# Texto citado

Instantánea tomada en el Café Hugo, en Place des Vosges

Instantánea tomada en el Café Hugo, en Place des Vosges

Estaba yo el pasado viernes almorzando un sándwich mixto y una ensalada de mariscos en el Café Hugo, en Place des Vosges. No podía dejar de escrutar cada uno de los rostros cercanos, las maneras de moverse de los parisinos, sus ropas, sus cigarrillos, la conversación susurrante y melódica. A mi lado, un rockero rubio de pelo largo y camisa de flores, cubierto de anillos de plata hasta las cejas; enfrente, un par de viejecitas estilosísimas. Estaba rodeada de un glamour casual y apabullante que me hacía sentir incluso andrajosa. ¿Qué tienen los franceses que sea tan distinto? La lengua, la cultura, la bandera, sí. ¿Pero por qué desprenden ese savoir faire excluyente y envidiable? ¿Qué tienen ellos que no tengamos nosotros?

A esto daba yo vueltas cuando ocurrieron dos cosas. La primera de ellas es que el rockero pidió una botella de agua mineral, en lugar de una copa de algo -como podría esperarse de un alma salvaje como la suya- y la misma comida que yo. El rockero y yo, diferentes hasta la médula, menos por el color del pelo, estábamos engullendo idéntico alimento, en  mesas contiguas, aquel último viernes del mes de septiembre del año 2017. Me pareció increíble, no sé por qué. Él seguiría con su rumbo después de aquello, cada uno pagaría la cuenta y retomaría su camino, a saber cuál era el suyo. Y ambos lo haríamos con un sándwich mixto y una ensalada de mariscos en el estómago, regado por abundante agua mineral. Fantástico.

La segunda cosa transcurrió apenas en un segundo. Al volver la cabeza para contemplar a las señoras estilosas, descubrí a una de ellas hurgándose la nariz. No pude evitar sonreír.

Ahí está: lo que nos une. Comemos, tenemos mocos, cagamos. Gritamos, lloramos. Amamos. Razonamos. Dialogamos. Este sinfín de –amos que nos convierte en los amos, los amos del mundo, si sabemos conjugar y elegir bien los verbos.

En el avión de vuelta, al ir al aseo, volví a la realidad de nuestro país gracias a las conversaciones de un grupo de azafatos, filtradas a través de la puerta. Reproducían, para mi sorpresa, el contenido de algunos vídeos que esperaban en mis chats de Whatsapp también a ser visualizados -cosa que haría al aterrizar, porque de otro modo lo mismo enciendo el móvil, nos estrellamos y hoy no lo cuento-. Una conversación telefónica que había sido grabada. Peleas verbales y físicas entre distintos cuerpos de seguridad. Noticias sobre manifestaciones con dos tipos de banderas. Los mismos colores, enfrentados aquí y allá, cargados de matices nuevos y ambiguos. ¿Alguien tiene claro qué está pasando exactamente?

# Detalles del ejercicio
Prosigue la crónica del almuerzo en el Café Hugo a partir de su última oración.

# Material proporcionado

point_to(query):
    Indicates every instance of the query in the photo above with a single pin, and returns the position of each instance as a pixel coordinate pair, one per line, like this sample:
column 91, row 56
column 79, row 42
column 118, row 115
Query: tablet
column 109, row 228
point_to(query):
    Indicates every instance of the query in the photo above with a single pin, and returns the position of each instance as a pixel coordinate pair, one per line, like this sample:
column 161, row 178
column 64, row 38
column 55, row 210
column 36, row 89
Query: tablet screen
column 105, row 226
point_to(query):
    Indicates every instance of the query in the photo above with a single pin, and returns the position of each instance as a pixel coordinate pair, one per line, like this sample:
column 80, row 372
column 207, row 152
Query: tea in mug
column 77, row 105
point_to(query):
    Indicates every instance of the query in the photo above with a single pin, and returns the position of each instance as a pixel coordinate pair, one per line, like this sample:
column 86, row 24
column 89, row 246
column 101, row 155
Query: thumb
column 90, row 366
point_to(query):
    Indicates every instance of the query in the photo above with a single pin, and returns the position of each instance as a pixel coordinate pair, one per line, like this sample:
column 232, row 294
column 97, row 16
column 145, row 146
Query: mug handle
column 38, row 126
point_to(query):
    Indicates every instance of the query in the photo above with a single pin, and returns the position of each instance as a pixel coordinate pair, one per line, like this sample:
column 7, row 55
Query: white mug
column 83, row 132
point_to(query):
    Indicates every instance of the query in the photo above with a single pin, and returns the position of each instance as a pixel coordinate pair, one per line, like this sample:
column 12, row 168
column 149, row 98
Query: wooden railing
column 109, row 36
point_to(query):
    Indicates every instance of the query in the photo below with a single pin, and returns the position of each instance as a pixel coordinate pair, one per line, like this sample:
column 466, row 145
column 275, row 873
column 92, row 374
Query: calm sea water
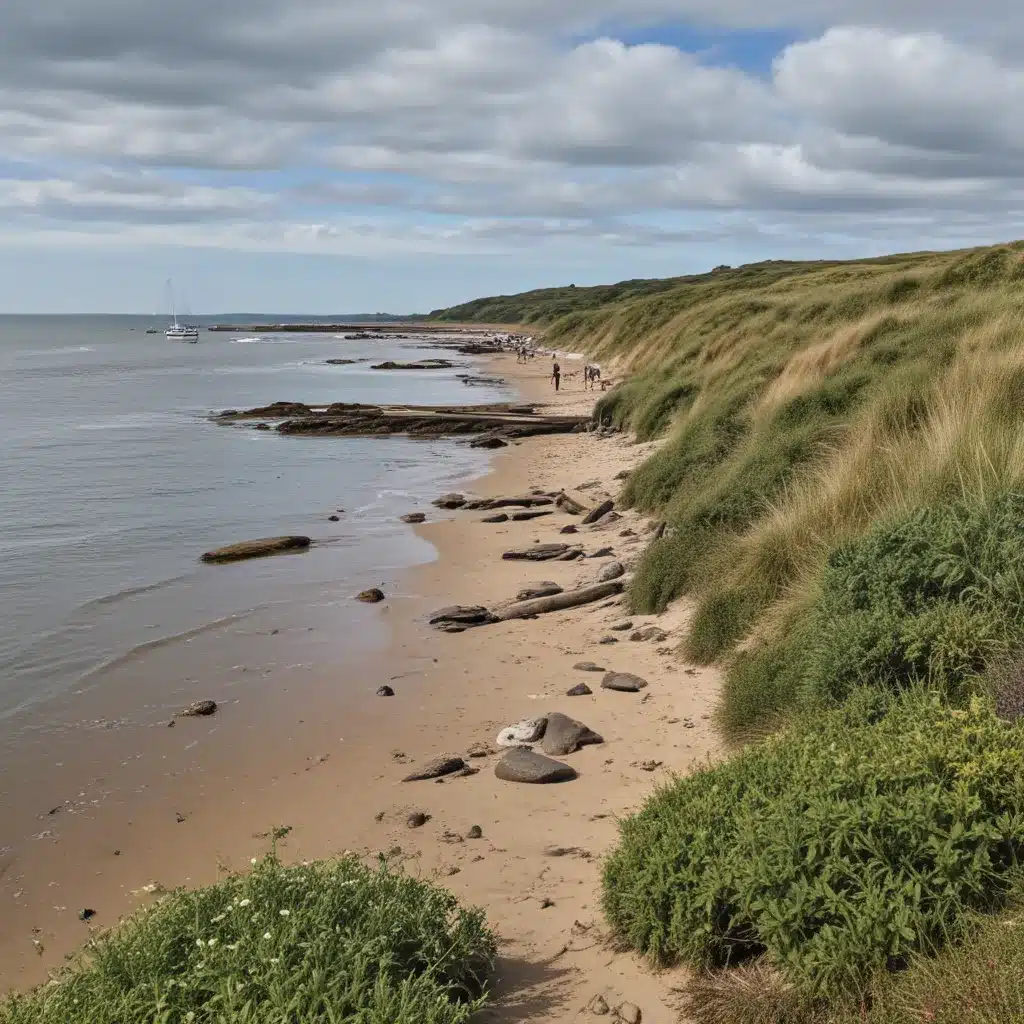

# Respuesta escrita
Me acordé, mientras sobrevolaba las nubes, de las conferencias del Máster de Gobernanza y Derechos Humanos que hice en la Autónoma de Madrid hace unos tres años. Una vez recibimos la visita de Francesc Homs, de Convergéncia, que nos explicó brevemente los motivos por los que Cataluña había redactado el Estatuto de Autonomía. Tomé notas, atenta, a ver si por fin entendía el asunto. Me pareció que el núcleo de la cuestión radicaba en conflictos de competencias entre el Estado y la Generalitat. Es decir: problemas de leyes y de papeleo, al fin y al cabo, que habían acabado por potenciar un sentimiento colectivo que aunaba a un grupo y lo diferenciaba con respecto a la totalidad.

Y a mí lo que me apena es que la figura del Estado-nación es una construcción artificial que sirve para estructurar y organizar el mundo desde el Tratado de Westfalia, allá por el siglo XVII, y por tanto, no es eterna ni inmortal ni nos ha venido dada de la mano de ningún dios. La sociedad, entonces, decidió clasificarse en torno a unos parámetros comunes básicos: un territorio, un gobierno, una población más o menos homogénea, con lengua, religión, cultura, historia y tradiciones comunes. O sea: los nacionalismos sustentan un modelo político y de gestión en particular, lo legitiman y permiten que se sostenga a través del tiempo haciendo uso de lo más feroz que tenemos las personas: los sentimientos. En este caso, de pertenencia.

Sin embargo, las características de las poblaciones, antes bastante inamovibles, son cada vez más difusas. Es lo que trae la globalización: la mezcla y el intercambio. Entre otras cosas estupendas, como que hayan eliminado el roaming en Europa. Esa es la razón por la que, con las aguas agitadas, surgen movimientos de reafirmación de identidad cultural y social como los fundamentalismos religiosos y los nacionalismos. Es peligroso.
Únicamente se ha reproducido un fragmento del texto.